-- Data for this exercise --
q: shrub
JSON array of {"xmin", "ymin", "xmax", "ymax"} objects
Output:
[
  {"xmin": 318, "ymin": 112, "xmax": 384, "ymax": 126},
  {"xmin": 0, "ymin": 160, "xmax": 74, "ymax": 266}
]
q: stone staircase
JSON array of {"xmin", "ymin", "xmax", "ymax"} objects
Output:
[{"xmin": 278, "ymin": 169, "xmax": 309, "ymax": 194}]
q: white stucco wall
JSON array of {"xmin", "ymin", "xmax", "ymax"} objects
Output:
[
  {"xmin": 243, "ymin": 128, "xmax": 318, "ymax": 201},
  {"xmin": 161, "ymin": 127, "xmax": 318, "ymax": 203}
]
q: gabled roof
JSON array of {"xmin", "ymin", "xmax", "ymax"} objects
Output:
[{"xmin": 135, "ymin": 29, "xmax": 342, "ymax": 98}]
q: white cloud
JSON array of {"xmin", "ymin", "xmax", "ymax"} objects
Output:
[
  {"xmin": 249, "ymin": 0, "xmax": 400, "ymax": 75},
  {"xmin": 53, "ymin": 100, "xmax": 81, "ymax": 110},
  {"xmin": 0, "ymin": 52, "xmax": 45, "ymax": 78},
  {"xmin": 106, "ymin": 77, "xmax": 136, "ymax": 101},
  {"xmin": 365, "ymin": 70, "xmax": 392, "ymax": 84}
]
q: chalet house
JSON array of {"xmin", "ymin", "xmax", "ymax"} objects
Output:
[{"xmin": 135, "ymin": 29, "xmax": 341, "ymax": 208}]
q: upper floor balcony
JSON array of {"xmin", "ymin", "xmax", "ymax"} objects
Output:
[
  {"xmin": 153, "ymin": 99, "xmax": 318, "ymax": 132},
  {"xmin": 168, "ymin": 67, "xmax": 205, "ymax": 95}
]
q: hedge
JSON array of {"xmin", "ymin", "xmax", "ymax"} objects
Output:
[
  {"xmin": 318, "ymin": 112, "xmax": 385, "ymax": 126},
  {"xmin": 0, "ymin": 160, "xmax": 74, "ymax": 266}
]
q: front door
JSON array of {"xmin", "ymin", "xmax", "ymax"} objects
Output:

-- Description of the task --
Transcribe the lines verbatim, starting with the line containing "q: chalet house" and continuing through the end of the listing.

-- Exercise result --
q: chalet house
JSON array of {"xmin", "ymin", "xmax", "ymax"} objects
Output:
[{"xmin": 135, "ymin": 29, "xmax": 341, "ymax": 208}]
q: upper floor balcony
JSON array of {"xmin", "ymin", "xmax", "ymax"} objects
Output:
[
  {"xmin": 153, "ymin": 99, "xmax": 318, "ymax": 132},
  {"xmin": 168, "ymin": 67, "xmax": 205, "ymax": 95}
]
q: hedge
JSON array of {"xmin", "ymin", "xmax", "ymax"} objects
Output:
[
  {"xmin": 318, "ymin": 112, "xmax": 385, "ymax": 126},
  {"xmin": 0, "ymin": 160, "xmax": 74, "ymax": 266}
]
q: front door
JSON array of {"xmin", "ymin", "xmax", "ymax"} objects
Output:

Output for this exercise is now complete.